** Directive A **
In the post on the US debt crisis, copy the passage starting at "6. As in 2008, China" and ending at "doesn’t hold water.", but substitute "India" for each "China".
** Directive B **
According to the post on the US debt crisis, in what year did the previous government shutdown occur?

** Start Text to read **

As with the previous such post, this thread will primarily serve as a meeting ground where S/O readers can discuss the impending US fiscal crisis. As usual, I try to provide some context and avenues for discussion:
1. On August 2nd, give or take a few days, the US Treasury will run out of money. Some commitments will have to be broken. As this article explains, first in line will be Treasury bond holders; frankly, the US sovereign reputation is so valuable that it will not want to risk it at almost any cost. Nor does either party want to see SS recipients, veterans, and soldiers not getting their salary. Once these are accounted for, little else will remain (the US borrows $1.40 for every dollar it now spends). If a deal isn’t reached, there will be massive furloughs and a shutdown of most non-”essential” government functions.
2. Though the current deficit of 10%+ of GDP is patently unsustainable, the immediate drop in spending the failure to raise the debt limit will represent will instantly plunge the US into deep recession (if not depression, if sustained; i.e. a cumulative GDP drop of more than 10%). The economy is very weak, with recent revisions showing the post-2007 drop in output to have been deeper than thought, and the subsequent recovery much weaker. With consumer spending hurt by deleveraging and high commodity prices; it is only being propped up by government stimulus.
3. The political ramifications. This is a risky bet on the Republicans’ part; whereas the Obama administration would have otherwise got the blame for a sluggish recovery, their perceived role in triggering a deep recession will erase that (nor can we take for granted that Republicans are able to logically perceive this; their Tea Party wing in particular has heavy ideological blinkers). In any case, it was the Republicans who got the blame for the previous government shutdown in 1995.
I went counter-consensus in the immediate aftermath of the Osama bin Laden killing by betting on a Republican win in 2012. This was on favorable odds, with all the commentators crowing that Obama has a victory locked up. Now I’m not sure this was such a good move. As of now, this is ALSO increasingly counter-consensus; in the last few days, many people have began to say Obama’s chances of winning are slipping. I disagree. The Republicans are volunteering themselves as free targets for the blame games that make up Presidential campaigns. If they go through and shut down government, then Obama will seize the opportunity to blame them.
4. So, in the end, what will happen? I think there is a high chance that the US will not go into formal default (that is practically impossible, for now) and that there will be a compromise, if not by August 2nd then within two or three weeks. But if the Republicans remain obstinate, then its back to deep recession.
5. The WSJ on what Russia thinks: Oil-Rich Russia Calm Ahead of U.S. Debt Deadline. I basically agree with it.
6. As in 2008, China will remain largely unaffected – even if the US slips into a deep recession. As I argued in my post on Top 10 Sinophobe Myths, the idea that China depends in any real way on manufacturing exports doesn’t hold water.
7. The PMI indicators show that large parts of Europe are slipping into zero growth or outright recession. But Germany remains solid, and Russia seems to be picking up its pace.

** End Text to read **
** Start Excerpted data **

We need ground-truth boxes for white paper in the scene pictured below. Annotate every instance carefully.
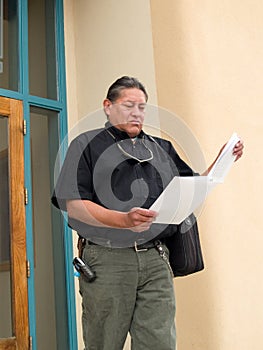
[208,133,240,183]
[150,133,239,224]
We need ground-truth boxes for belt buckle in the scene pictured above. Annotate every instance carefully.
[134,241,148,252]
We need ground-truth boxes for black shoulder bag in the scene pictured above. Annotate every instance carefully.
[165,214,204,277]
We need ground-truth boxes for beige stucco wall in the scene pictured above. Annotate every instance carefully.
[64,0,263,350]
[151,0,263,350]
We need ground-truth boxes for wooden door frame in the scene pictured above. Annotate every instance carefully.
[0,97,30,350]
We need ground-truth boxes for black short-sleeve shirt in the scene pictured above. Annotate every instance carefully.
[52,122,194,245]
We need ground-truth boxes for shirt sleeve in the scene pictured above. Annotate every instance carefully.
[51,139,93,211]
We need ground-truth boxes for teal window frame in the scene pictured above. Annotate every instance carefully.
[0,0,78,350]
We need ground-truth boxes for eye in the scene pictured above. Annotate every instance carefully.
[139,103,146,112]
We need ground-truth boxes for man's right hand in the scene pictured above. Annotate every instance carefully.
[127,208,158,232]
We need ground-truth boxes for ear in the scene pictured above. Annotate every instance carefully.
[103,99,112,117]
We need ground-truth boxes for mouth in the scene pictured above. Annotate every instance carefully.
[129,120,141,126]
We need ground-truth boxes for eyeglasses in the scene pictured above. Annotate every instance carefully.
[106,130,153,163]
[116,138,153,163]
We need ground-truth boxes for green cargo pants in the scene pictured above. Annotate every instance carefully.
[80,244,175,350]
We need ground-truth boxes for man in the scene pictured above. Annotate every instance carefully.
[52,76,243,350]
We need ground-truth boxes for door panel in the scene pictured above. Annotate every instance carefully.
[0,97,29,350]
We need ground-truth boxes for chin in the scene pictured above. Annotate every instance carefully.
[126,125,142,137]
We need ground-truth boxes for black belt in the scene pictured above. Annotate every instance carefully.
[88,240,161,252]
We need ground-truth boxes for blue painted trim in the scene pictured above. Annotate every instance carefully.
[28,95,65,112]
[56,0,78,350]
[0,88,23,100]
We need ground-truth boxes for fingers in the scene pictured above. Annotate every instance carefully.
[233,140,244,161]
[128,208,158,232]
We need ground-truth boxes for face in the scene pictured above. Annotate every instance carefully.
[103,88,146,137]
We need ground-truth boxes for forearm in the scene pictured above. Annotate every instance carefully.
[67,199,129,228]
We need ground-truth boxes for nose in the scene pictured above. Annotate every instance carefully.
[131,104,143,118]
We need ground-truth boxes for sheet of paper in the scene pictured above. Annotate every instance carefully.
[208,133,240,183]
[150,133,240,224]
[150,176,217,224]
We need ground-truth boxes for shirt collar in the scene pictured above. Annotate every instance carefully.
[105,121,145,140]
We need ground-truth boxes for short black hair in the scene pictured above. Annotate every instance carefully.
[107,75,148,102]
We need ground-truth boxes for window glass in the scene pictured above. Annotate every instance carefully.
[28,0,57,100]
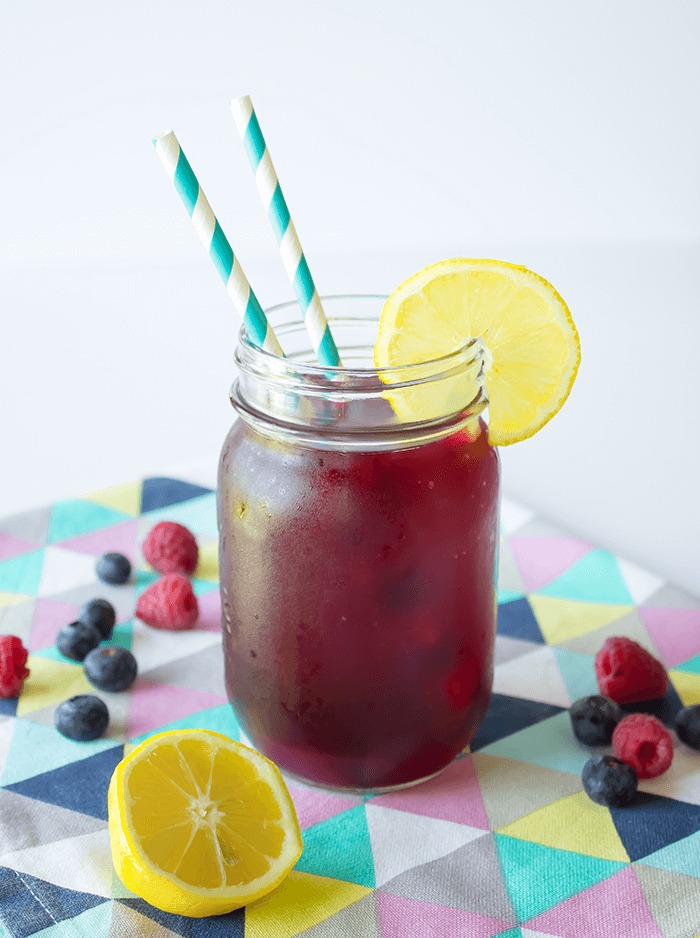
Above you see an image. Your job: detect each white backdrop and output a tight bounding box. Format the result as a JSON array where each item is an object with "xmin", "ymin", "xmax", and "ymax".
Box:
[{"xmin": 0, "ymin": 0, "xmax": 700, "ymax": 592}]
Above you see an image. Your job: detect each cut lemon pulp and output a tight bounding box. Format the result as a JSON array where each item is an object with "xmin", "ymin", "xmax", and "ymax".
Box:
[
  {"xmin": 109, "ymin": 730, "xmax": 302, "ymax": 916},
  {"xmin": 374, "ymin": 258, "xmax": 581, "ymax": 446}
]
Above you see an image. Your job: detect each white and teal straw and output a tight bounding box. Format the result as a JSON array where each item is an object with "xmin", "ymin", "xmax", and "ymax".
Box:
[
  {"xmin": 153, "ymin": 130, "xmax": 284, "ymax": 356},
  {"xmin": 231, "ymin": 95, "xmax": 341, "ymax": 366}
]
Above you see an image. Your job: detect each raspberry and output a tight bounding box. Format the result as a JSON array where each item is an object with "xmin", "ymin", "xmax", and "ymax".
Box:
[
  {"xmin": 0, "ymin": 635, "xmax": 29, "ymax": 697},
  {"xmin": 613, "ymin": 713, "xmax": 673, "ymax": 778},
  {"xmin": 595, "ymin": 636, "xmax": 668, "ymax": 704},
  {"xmin": 143, "ymin": 521, "xmax": 199, "ymax": 576},
  {"xmin": 136, "ymin": 573, "xmax": 199, "ymax": 631}
]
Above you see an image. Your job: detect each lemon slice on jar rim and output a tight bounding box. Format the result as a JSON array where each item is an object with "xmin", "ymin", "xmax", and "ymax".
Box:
[
  {"xmin": 108, "ymin": 729, "xmax": 302, "ymax": 916},
  {"xmin": 374, "ymin": 258, "xmax": 581, "ymax": 446}
]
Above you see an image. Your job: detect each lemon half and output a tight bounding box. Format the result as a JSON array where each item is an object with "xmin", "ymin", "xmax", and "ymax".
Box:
[
  {"xmin": 108, "ymin": 730, "xmax": 302, "ymax": 916},
  {"xmin": 374, "ymin": 258, "xmax": 581, "ymax": 446}
]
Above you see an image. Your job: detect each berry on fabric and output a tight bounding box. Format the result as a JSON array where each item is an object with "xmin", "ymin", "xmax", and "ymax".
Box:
[
  {"xmin": 143, "ymin": 521, "xmax": 199, "ymax": 576},
  {"xmin": 56, "ymin": 622, "xmax": 102, "ymax": 661},
  {"xmin": 676, "ymin": 704, "xmax": 700, "ymax": 751},
  {"xmin": 95, "ymin": 553, "xmax": 131, "ymax": 586},
  {"xmin": 581, "ymin": 756, "xmax": 637, "ymax": 808},
  {"xmin": 0, "ymin": 635, "xmax": 29, "ymax": 698},
  {"xmin": 569, "ymin": 694, "xmax": 622, "ymax": 746},
  {"xmin": 613, "ymin": 713, "xmax": 673, "ymax": 778},
  {"xmin": 53, "ymin": 694, "xmax": 109, "ymax": 743},
  {"xmin": 136, "ymin": 573, "xmax": 199, "ymax": 631},
  {"xmin": 84, "ymin": 645, "xmax": 138, "ymax": 691},
  {"xmin": 78, "ymin": 599, "xmax": 117, "ymax": 641},
  {"xmin": 595, "ymin": 636, "xmax": 668, "ymax": 704}
]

** End Excerpted data **

** Exercise answer A **
6. As in 2008, India will remain largely unaffected – even if the US slips into a deep recession. As I argued in my post on Top 10 Sinophobe Myths, the idea that India depends in any real way on manufacturing exports doesn’t hold water.

** Exercise answer B **
1995